## [Exercise objective]
Look below for the line with "Indicate every instance of the dark gray". Extract that line and each one after it through the last, word for word.
>> Start Excerpted data
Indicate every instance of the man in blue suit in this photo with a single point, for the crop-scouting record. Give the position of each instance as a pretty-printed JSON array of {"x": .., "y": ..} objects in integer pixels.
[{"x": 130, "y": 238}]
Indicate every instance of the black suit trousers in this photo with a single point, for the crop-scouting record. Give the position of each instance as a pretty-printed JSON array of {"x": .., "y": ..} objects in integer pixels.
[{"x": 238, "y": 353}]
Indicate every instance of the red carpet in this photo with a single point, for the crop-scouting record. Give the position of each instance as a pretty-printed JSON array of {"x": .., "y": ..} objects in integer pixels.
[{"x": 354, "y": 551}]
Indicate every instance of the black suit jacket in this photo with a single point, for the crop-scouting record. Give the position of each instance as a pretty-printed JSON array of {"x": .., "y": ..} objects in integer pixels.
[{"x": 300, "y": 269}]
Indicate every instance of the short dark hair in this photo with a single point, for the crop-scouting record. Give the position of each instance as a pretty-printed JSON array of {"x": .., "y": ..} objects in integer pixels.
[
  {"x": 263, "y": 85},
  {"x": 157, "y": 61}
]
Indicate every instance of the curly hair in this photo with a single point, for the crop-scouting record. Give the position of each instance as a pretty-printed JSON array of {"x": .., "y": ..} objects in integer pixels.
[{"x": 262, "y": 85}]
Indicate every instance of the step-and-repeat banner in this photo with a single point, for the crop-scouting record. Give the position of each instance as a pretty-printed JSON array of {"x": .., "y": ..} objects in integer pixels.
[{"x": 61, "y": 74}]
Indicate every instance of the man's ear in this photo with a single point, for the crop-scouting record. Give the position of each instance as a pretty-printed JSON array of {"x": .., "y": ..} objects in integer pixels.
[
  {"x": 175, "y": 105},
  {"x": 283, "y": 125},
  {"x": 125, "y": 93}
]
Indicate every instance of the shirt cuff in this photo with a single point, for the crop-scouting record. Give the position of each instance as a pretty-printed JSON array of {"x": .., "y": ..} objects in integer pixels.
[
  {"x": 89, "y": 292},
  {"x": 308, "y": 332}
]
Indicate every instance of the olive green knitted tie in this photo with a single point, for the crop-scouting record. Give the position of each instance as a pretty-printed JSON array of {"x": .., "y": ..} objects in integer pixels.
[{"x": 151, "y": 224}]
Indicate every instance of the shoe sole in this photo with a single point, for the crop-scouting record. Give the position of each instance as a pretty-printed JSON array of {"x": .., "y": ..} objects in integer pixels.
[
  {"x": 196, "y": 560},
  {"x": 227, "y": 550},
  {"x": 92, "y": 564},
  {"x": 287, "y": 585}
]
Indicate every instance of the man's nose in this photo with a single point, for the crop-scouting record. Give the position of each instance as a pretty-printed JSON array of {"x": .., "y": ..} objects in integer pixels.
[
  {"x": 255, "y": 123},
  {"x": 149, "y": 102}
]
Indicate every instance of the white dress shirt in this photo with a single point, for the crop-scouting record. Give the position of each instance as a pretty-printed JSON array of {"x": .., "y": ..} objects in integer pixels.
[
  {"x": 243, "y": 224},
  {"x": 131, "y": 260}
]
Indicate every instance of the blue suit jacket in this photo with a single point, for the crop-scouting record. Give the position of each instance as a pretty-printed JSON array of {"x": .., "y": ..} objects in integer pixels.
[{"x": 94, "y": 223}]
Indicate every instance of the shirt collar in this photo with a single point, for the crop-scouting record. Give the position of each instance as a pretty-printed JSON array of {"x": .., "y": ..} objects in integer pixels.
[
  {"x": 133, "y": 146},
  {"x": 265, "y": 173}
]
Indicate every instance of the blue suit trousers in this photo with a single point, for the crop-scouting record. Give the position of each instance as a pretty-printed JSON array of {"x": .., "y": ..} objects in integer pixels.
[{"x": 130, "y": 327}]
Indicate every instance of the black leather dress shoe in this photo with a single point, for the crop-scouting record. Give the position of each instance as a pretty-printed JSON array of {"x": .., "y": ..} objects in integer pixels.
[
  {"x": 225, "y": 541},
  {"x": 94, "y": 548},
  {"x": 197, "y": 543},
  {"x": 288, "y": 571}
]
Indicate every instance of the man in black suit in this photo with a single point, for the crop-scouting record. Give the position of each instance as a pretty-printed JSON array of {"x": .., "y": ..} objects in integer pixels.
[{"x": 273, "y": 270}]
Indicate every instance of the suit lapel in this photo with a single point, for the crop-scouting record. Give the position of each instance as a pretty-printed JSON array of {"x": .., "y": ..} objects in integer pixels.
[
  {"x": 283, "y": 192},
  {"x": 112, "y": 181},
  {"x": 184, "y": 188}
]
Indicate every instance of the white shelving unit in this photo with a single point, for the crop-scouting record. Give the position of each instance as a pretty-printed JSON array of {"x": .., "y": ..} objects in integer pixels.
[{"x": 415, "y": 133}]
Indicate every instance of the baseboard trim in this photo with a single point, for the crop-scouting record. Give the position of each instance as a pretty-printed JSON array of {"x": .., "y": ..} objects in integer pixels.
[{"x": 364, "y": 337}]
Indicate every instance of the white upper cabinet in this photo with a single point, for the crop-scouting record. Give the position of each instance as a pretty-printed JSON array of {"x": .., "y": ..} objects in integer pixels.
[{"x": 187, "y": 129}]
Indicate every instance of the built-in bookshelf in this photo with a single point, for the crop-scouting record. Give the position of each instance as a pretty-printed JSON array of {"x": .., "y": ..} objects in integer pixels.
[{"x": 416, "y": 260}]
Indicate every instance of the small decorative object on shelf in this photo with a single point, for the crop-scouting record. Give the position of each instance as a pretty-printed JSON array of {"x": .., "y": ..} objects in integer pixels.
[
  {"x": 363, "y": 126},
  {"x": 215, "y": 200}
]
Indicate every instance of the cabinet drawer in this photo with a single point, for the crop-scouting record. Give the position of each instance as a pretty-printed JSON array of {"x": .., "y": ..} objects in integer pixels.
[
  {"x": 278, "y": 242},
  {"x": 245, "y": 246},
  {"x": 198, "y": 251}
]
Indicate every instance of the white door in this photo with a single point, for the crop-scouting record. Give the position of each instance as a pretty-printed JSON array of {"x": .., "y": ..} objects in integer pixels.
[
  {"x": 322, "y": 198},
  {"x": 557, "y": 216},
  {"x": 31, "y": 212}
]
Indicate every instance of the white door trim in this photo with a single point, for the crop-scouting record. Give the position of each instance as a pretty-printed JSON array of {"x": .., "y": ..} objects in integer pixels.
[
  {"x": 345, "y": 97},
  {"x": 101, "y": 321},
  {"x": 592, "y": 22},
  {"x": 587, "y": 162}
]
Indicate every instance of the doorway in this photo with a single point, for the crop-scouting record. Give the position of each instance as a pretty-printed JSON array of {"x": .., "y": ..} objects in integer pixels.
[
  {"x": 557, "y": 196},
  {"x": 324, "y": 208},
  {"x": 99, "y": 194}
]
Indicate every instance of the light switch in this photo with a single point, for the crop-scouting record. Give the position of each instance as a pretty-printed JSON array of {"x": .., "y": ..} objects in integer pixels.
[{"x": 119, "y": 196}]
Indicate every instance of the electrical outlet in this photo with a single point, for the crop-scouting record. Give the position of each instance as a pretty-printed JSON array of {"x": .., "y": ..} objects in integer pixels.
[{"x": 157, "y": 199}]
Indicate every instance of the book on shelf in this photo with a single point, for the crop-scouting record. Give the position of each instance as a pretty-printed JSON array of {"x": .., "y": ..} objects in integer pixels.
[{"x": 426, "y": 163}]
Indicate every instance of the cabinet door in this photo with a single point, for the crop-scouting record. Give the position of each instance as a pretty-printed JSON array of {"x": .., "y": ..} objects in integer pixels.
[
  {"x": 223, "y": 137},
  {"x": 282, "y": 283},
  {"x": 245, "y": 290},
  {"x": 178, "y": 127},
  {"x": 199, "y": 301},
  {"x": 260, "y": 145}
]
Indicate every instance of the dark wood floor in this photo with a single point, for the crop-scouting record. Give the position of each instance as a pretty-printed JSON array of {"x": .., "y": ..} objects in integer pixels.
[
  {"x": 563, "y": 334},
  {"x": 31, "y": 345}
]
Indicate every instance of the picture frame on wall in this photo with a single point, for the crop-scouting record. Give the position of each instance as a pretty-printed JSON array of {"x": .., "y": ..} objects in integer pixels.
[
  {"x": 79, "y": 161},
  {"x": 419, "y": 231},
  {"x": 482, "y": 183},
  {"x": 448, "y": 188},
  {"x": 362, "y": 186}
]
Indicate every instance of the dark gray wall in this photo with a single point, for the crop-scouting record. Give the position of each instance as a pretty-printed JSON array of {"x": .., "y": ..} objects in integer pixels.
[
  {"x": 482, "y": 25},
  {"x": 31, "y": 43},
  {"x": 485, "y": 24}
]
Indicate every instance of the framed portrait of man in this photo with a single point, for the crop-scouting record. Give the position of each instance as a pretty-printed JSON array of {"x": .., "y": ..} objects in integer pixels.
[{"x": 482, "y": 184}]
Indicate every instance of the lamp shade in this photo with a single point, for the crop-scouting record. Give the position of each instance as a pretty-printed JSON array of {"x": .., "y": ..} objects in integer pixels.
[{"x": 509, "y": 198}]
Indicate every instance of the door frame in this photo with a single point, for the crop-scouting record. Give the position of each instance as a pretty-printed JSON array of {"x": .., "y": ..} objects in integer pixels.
>> End Excerpted data
## [Answer to this task]
Indicate every instance of the dark gray wall in this photo with a single point, for the crop-scouting record. Give the position of each instance as a pretty-printed JSON array of {"x": .., "y": ..} objects in integer pixels.
[
  {"x": 482, "y": 25},
  {"x": 31, "y": 43},
  {"x": 485, "y": 24}
]
Indicate every instance of the framed portrait of man in this photo with a single point, for the crop-scouting record. Give the position of each instance as a pretty-printed JSON array of {"x": .., "y": ..} objects in integer pixels.
[{"x": 482, "y": 184}]
Indicate every instance of the lamp shade in this photo with a single point, for the crop-scouting record. Give the position of each instance as a pretty-printed JSON array of {"x": .., "y": ..} objects in integer pixels.
[{"x": 509, "y": 198}]
Indicate every instance of the door frame in this photo with a single point, for the crop-scouting record. Give the position of each instance as a pretty-printed JSON array of {"x": .., "y": ..} objects in integer pixels.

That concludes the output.